### Exercises
**A)** In the passage on the beavertail cactus, to which family does Opuntia basilaris belong?
**B)** List every desert named in the passage on the beavertail cactus as a place where the species mostly occurs.
**C)** Reproduce the passage on the beavertail cactus word for word, starting at "Opuntia basilaris, the" and ending at "Colorado River Valley.".

### Passage for review
Scientific classification
- Kingdom: Plantae
- Clade: Tracheophytes
- Clade: Angiosperms
- Clade: Eudicots
- Order: Caryophyllales
- Family: Cactaceae
- Genus: Opuntia
- Species: O. basilaris
- Binomial name: Opuntia basilaris Engelm. & J.M.Bigelow, 1857

= Opuntia basilaris =

- Genus: Opuntia
- Species: basilaris
- Authority: Engelm. & J.M.Bigelow, 1857
- Conservation status: LC

Species of cactus

Opuntia basilaris, the beavertail cactus or beavertail pricklypear, is a cactus species found in the southwest United States. It occurs mostly in the Mojave, Anza-Borrego, and Colorado Deserts, as well as in the Colorado Plateau and northwest Mexico. It is also found throughout the Grand Canyon and Colorado River region as well as into southern Utah and Nevada, and in the western Arizona regions along the Lower Colorado River Valley.

### Record extracts

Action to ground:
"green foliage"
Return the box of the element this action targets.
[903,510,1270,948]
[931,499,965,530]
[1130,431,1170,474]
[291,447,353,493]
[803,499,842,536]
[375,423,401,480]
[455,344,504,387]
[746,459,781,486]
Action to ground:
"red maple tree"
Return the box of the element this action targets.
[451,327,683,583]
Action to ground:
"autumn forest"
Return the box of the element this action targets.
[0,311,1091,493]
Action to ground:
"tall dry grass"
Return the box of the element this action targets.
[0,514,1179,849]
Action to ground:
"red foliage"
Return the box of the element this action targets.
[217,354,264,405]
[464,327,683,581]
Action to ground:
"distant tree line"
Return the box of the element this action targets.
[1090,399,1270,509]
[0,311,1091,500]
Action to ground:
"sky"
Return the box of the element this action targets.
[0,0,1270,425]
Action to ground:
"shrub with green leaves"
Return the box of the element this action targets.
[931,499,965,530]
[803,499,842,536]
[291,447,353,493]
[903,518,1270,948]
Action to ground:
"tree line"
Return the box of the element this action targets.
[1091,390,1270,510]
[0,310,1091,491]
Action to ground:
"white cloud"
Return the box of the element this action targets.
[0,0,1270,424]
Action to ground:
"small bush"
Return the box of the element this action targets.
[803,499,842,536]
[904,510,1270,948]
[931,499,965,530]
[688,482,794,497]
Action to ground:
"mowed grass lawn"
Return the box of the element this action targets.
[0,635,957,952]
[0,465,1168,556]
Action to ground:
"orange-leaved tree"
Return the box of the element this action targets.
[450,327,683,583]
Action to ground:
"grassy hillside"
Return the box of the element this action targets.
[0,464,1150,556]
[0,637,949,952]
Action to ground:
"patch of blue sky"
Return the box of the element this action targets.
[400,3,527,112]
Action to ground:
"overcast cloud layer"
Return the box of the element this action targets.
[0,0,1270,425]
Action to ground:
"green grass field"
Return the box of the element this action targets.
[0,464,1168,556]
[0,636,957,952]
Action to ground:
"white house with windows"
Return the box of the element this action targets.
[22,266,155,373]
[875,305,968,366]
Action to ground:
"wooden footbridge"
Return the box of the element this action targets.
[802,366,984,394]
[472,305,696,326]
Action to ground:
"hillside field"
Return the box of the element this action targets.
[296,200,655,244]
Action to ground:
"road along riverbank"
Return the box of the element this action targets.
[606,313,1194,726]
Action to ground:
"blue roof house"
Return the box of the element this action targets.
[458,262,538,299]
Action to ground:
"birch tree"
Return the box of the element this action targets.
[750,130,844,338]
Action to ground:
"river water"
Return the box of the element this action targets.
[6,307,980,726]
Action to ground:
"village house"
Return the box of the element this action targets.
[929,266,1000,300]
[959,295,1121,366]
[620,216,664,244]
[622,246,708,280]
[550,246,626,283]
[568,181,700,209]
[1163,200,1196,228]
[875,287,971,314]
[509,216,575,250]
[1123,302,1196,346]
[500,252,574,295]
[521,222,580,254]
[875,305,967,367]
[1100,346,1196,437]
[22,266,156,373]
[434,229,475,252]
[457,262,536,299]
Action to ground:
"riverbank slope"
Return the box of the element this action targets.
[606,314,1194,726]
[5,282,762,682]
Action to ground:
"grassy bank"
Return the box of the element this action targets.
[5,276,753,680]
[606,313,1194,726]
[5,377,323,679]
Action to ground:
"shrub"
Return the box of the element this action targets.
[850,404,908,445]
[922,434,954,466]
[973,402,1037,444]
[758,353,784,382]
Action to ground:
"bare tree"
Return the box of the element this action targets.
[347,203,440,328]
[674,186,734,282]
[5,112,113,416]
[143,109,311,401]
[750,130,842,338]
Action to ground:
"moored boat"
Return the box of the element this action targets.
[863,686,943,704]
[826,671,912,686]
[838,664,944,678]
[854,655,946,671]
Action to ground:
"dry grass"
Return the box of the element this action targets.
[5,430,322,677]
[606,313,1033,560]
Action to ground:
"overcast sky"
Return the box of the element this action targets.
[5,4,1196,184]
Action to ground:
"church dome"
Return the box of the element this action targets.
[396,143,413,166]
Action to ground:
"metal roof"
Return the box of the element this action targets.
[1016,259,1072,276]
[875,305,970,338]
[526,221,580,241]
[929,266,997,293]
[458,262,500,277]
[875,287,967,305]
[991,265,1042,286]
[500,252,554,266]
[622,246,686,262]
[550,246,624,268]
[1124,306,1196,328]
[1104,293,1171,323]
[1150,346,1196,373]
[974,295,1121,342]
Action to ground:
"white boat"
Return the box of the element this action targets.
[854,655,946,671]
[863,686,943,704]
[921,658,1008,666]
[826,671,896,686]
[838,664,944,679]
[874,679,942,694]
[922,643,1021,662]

### Answers to the exercise
**A)** Cactaceae

**B)** Mojave, Anza-Borrego, Colorado

**C)**
Opuntia basilaris, the beavertail cactus or beavertail pricklypear, is a cactus species found in the southwest United States. It occurs mostly in the Mojave, Anza-Borrego, and Colorado Deserts, as well as in the Colorado Plateau and northwest Mexico. It is also found throughout the Grand Canyon and Colorado River region as well as into southern Utah and Nevada, and in the western Arizona regions along the Lower Colorado River Valley.